== BAGIAN TEKS ==

Jumat, 12 Maret 2010

haa kapan mandirine?

Sumber : http://inilah.com/news/read/galeri-opini/2010/03/12/395781/kok-cuma-bisa-jadi-kontraktor/
Galeri Opini
12/03/2010 - 05:48

Kegagalan Pembangunan (1)
Kok, Cuma Bisa Jadi Kontraktor?
Nyoman Brahmandita
INILAH.COM, Jakarta - Malang nian nasib perekonomian negara ini. Berbagai konsep dan kebijakan pembangunan yang dijalankan tak kunjung mampu mewujudkan Indonesia sebagai kekuatan ekonomi yang permanen. Alhasil, rakyat Indonesia harus hidup dalam kedaulatan ekonomi yang semakin rentan.
Soal kenaikan Tarif Dasar Listrik (TDL), pasokan gas untuk industri, impor BBM, impor gas, serbuan barang-barang impor, dan sederet masalah lainnya, merupakan bukti kegagalan kebijakan ekonomi. Alih-alih menjadi salah satu kekuatan ekonomi yang disegani di dunia, perekonomian Indonesia justru semakin tergantung impor.
Impian menjadi salah satu macan Asia pun makin jauh dari kenyataan. Perekonomian nasional malah kian terseok-seok dan jauh tertinggal dibandingkan negara-negara tetangga.
Soal kenaikan TDL, pasokan gas, impor gas, dan impor BBM, misalnya, menunjukkan kegagalan kebijakan ekonomi mewujudkan ketahanan energi nasional. Indonesia yang memiliki sumber-sumber minyak dan gas bumi, yang notabene adalah sumber energi primer, ternyata malah harus mengimpor dari negara lain.
Kebijakan selama ini tidak mampu mewujudkan BUMN atau swasta nasional, yang benar-benar mampu mengebor, mengolah, dan memasarkan sendiri minyak dan gas bumi. Akibatnya, anak negeri ini harus merelakan harta karun ibu pertiwinya dibor, dipompa, diolah, dan dipasarkan oleh perusahaan-perusahaan asing.
Proses eksplorasi, eksploitasi, refinery, dan distribusi minyak dan gas bumi memang membutuhkan biaya sangat besar. Dengan asumsi harga-harga pertengahan 2009 lalu, untuk mengebor 1.273 sumur minyak di seluruh Indonesia dibutuhkan biaya sekitar Rp33 triliun. Itu baru biaya pengeborannya, belum menghitung biaya eksplorasi dan pengolahan maupun distribusinya.
Bukan cuma modal besar yang dibutuhkan, tetapi juga teknologi juga sangat rumit. Sedemikian rumitnya, sehingga tidak satu pun perusahaan nasional yang sanggup melakukannya.

===

## KETENTUAN LATIHAN
- 1) Sebutkan semua tahapan pengusahaan minyak dan gas bumi yang tercantum dalam kalimat artikel tentang kegagalan pembangunan yang diawali "Proses eksplorasi".
- 2) Salin bagian artikel tentang kegagalan pembangunan mulai dari "Impian menjadi salah" dan terus sampai "oleh perusahaan-perusahaan asing.".
Catatan berikut diambil dari sumber yang berbeda.

== BARIS DATA ==

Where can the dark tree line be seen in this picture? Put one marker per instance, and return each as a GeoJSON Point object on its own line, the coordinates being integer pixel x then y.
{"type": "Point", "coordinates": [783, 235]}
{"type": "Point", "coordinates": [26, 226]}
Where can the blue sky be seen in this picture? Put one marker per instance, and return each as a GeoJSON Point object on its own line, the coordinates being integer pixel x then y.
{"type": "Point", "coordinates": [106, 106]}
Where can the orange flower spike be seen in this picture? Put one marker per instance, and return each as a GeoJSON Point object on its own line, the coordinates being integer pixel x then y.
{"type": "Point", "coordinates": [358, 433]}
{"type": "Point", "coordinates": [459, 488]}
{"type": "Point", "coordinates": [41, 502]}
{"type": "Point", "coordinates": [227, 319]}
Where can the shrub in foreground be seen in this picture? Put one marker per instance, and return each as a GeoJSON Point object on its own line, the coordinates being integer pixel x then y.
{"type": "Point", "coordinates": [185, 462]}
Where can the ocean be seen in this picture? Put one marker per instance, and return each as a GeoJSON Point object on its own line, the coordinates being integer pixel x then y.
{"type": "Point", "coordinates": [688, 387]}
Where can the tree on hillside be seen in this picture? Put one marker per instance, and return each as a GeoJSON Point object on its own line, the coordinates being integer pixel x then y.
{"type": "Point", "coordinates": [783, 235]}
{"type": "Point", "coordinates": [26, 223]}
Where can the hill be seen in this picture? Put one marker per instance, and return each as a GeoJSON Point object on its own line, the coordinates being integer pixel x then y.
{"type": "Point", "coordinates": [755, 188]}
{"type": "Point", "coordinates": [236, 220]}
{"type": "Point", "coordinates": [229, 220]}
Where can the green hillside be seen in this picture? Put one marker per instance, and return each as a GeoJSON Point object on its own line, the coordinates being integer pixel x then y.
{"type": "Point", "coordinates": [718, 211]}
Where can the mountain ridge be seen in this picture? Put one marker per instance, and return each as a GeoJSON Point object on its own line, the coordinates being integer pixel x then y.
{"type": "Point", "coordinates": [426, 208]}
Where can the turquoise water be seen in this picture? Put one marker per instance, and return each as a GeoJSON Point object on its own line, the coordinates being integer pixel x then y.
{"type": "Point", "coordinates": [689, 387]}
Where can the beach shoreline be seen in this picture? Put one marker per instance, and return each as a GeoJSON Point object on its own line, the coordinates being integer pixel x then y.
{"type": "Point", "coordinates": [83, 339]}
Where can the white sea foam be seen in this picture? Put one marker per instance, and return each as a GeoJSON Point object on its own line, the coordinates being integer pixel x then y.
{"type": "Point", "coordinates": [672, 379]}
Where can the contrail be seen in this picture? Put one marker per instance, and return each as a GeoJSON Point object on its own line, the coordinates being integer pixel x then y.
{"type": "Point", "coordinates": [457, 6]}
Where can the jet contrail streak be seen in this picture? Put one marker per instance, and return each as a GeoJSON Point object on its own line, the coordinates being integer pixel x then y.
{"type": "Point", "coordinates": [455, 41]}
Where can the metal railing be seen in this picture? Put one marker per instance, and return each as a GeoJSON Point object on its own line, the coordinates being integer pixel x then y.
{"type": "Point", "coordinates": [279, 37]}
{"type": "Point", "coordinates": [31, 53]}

===

## JAWABAN TIAP SOAL
- 1) eksplorasi, eksploitasi, refinery, distribusi

- 2)
Impian menjadi salah satu macan Asia pun makin jauh dari kenyataan. Perekonomian nasional malah kian terseok-seok dan jauh tertinggal dibandingkan negara-negara tetangga.
Soal kenaikan TDL, pasokan gas, impor gas, dan impor BBM, misalnya, menunjukkan kegagalan kebijakan ekonomi mewujudkan ketahanan energi nasional. Indonesia yang memiliki sumber-sumber minyak dan gas bumi, yang notabene adalah sumber energi primer, ternyata malah harus mengimpor dari negara lain.
Kebijakan selama ini tidak mampu mewujudkan BUMN atau swasta nasional, yang benar-benar mampu mengebor, mengolah, dan memasarkan sendiri minyak dan gas bumi. Akibatnya, anak negeri ini harus merelakan harta karun ibu pertiwinya dibor, dipompa, diolah, dan dipasarkan oleh perusahaan-perusahaan asing.